• Exercise prompt: Restate each line word for word. Leave out every picture.
+--
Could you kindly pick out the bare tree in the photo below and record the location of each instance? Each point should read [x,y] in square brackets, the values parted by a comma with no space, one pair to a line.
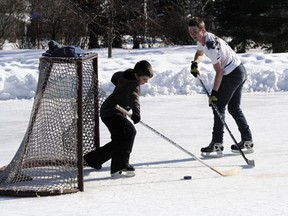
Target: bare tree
[12,18]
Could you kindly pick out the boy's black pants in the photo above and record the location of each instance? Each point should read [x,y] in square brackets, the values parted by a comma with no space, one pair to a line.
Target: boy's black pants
[119,148]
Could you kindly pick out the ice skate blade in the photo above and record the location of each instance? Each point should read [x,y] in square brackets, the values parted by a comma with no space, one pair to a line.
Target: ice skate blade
[245,151]
[122,174]
[212,154]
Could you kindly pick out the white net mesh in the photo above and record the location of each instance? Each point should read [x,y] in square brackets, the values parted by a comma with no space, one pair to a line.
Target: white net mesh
[64,125]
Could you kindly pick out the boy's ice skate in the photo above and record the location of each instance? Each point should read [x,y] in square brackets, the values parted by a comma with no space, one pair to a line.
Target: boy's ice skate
[128,171]
[245,146]
[213,150]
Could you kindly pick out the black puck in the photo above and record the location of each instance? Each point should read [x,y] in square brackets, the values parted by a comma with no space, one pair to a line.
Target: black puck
[187,177]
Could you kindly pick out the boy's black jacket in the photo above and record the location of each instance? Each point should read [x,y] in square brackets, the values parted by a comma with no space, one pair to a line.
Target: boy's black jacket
[126,94]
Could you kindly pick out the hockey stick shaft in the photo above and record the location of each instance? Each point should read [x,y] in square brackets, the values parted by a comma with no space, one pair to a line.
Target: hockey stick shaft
[222,173]
[215,108]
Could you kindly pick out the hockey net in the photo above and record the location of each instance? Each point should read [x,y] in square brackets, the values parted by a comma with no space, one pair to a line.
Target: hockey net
[63,126]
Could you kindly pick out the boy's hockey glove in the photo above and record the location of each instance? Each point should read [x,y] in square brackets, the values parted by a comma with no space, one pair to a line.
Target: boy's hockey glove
[194,69]
[135,117]
[213,97]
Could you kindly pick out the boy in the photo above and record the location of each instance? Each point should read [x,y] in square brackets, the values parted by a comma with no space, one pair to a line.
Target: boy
[126,94]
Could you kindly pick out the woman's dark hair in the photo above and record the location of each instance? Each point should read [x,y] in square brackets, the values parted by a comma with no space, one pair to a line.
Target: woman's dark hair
[143,68]
[198,22]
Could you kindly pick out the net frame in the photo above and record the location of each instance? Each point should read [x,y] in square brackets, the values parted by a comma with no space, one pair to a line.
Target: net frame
[63,126]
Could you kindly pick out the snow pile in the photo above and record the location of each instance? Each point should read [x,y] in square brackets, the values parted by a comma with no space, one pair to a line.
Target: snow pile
[266,72]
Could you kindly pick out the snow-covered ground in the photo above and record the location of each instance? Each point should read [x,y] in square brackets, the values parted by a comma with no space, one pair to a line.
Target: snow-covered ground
[173,104]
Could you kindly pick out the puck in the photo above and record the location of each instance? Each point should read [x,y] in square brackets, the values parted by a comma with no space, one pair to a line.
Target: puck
[187,177]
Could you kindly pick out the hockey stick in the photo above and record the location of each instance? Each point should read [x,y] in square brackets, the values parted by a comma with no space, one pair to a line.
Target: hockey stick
[220,172]
[215,108]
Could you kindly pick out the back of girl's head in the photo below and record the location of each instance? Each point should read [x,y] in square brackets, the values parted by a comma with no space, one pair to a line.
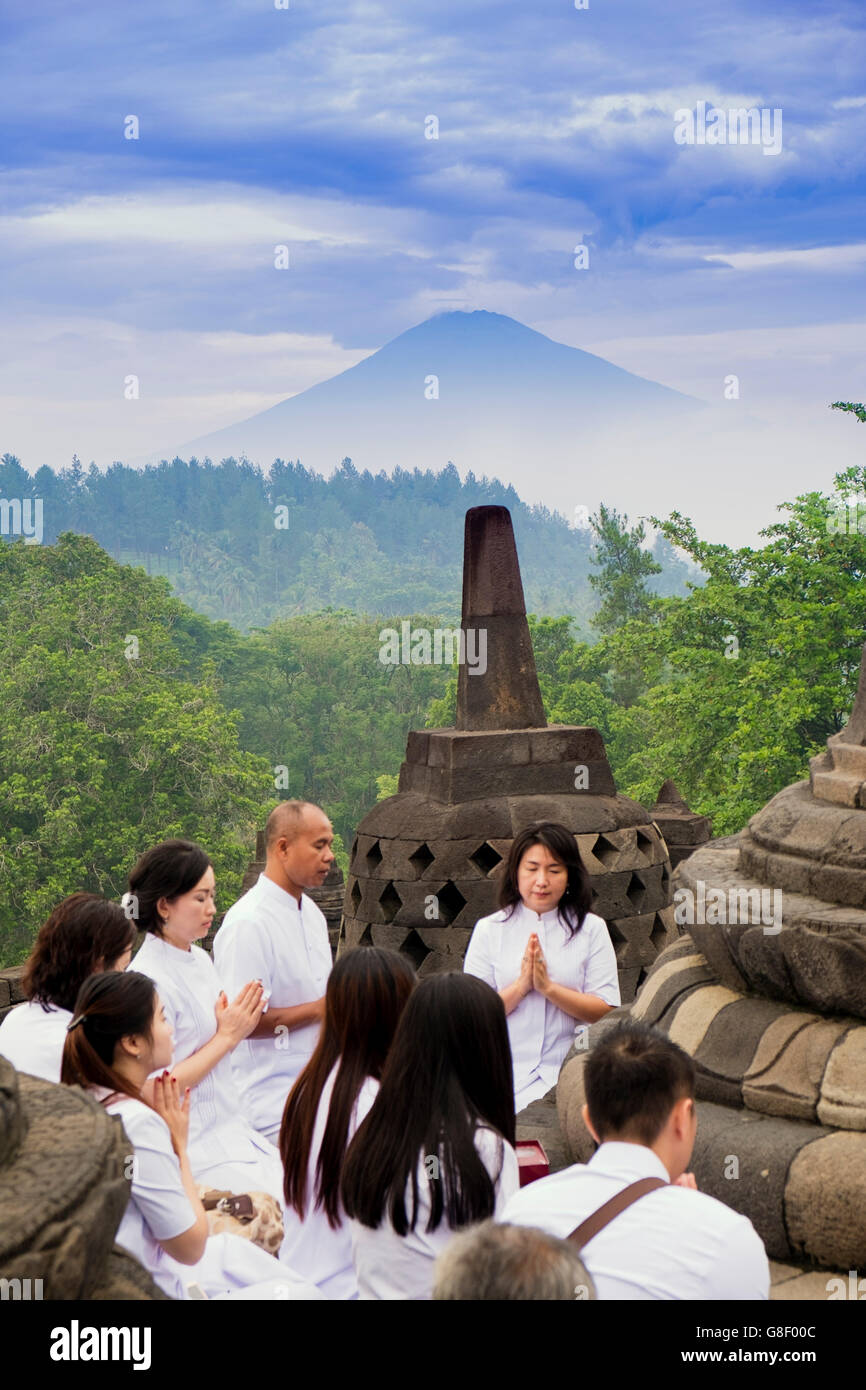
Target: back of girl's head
+--
• Result of this exercise:
Could you kindly pick out the bare tree in the photo below and record the location of each instance? Each point should read [x,y] in square brackets, the values parted by a comma with no space, one pair to a line.
Target: bare tree
[12,18]
Could you kindly pick out the boy's black pants in the photo above and record the location of each instance? Each point should read [x,y] in square brackets, the values parted by a comma with no space, one pair to a line.
Target: boy's black pants
[119,148]
Could you kindly pick out the ice skate blade in the photo above and record the location of each instance? Each point should read [x,y] in square brackets, the values parted by a comma with no space, one pair to a line.
Target: ice skate blade
[245,151]
[122,174]
[212,154]
Could you kindly pick out the white net mesh in the photo above and record the location of each instance? Each point should read [x,y] in square brackets, the values parted by a comma with no space, one pair to a line.
Target: white net mesh
[64,125]
Could you kindly pick out the boy's ice skate in the photo above and record the location of each instance? Each point should read [x,y] in square brackets, the values parted by a comma with no space, one pair to a line.
Target: boy's ice skate
[128,171]
[245,146]
[213,150]
Could you kindly pick out the black puck in the photo above and record the location of each instance? Each point should read [x,y] in square brackets, the values parted by a comma with no space, one pair to a line.
Target: black puck
[187,177]
Could you kindly pick out the boy's black jacket in the photo above and record the location of each instance? Each point should read [x,y] in square brackets, the values parted by a comma with no space, one pair to a line.
Target: boy's black jacket
[126,94]
Could you kindly pick out the hockey stick shaft in the photo above and record the location of each instance? Each point should read [x,y] in square brackets, the values parted by a comma with no space, one pair to a line.
Target: hockey stick shaft
[222,173]
[215,108]
Could you kindly pick out the hockey net in the photo above and record the location of each instance? Each point should read [x,y] in square brackets, the values parted by a comma with no space, one pair to a line.
Target: hockey net
[63,126]
Could you kindly pick out the boy's hockey glove in the photo above and record the location of each instance? Each point should read [x,y] in square brackets, the values parted by a comma with no space, one pair to a line.
Target: boy's hockey glove
[194,69]
[135,117]
[213,97]
Could you kindly pick out the boy in the photo above and record the location of each instance? Each point should read [x,y] in square brackets, the values parted by a comma with no space, one pair to a line.
Target: boy
[126,94]
Could you kindly pick out the woman's dark hair in the photo above and record the location of each instance? Each point should read [x,y] in square brackets, the values parted by a comma with no space, one pair to a line.
Target: woman's dark hair
[143,68]
[198,22]
Could you kindly pick out the net frame in the photo above and record the location of each instance? Each point should read [x,y] in square brackets, the values parted by a comma with no space, one pair to a line.
Target: net frame
[63,126]
Could you kindly pick out the snow pile in the photo above and record the location of each instance? Each point should read [x,y] in square brackets, the values parted by a comma with no space, one pair to a line.
Target: snow pile
[266,72]
Could you kindly pick out the snow-covered ground in the photo above and record the location of each instance? Each point should read [x,y] in square brackets, the values parted by a comma with no space, one pair to a line.
Target: snow-covered ground
[173,104]
Could you kindly pick out the puck in the photo above and record the location of each instance? Each point should read [x,y] in square brackets, the values parted by a comma with no space, one pair to a line.
Target: puck
[187,177]
Could you kindly pick out the hockey stick in the photo above and record the location of each instance? Each point should read [x,y] in square brackets, the values parted by a comma with no space, one pair to a line.
Target: hockey stick
[220,172]
[215,108]
Could you kindly pick out the back of girl's head in the photo below and record the location of each instance? Each point should read [x,y] in square brackets, the values parted by a comma with no space, one pair to a line.
Target: back of girl's head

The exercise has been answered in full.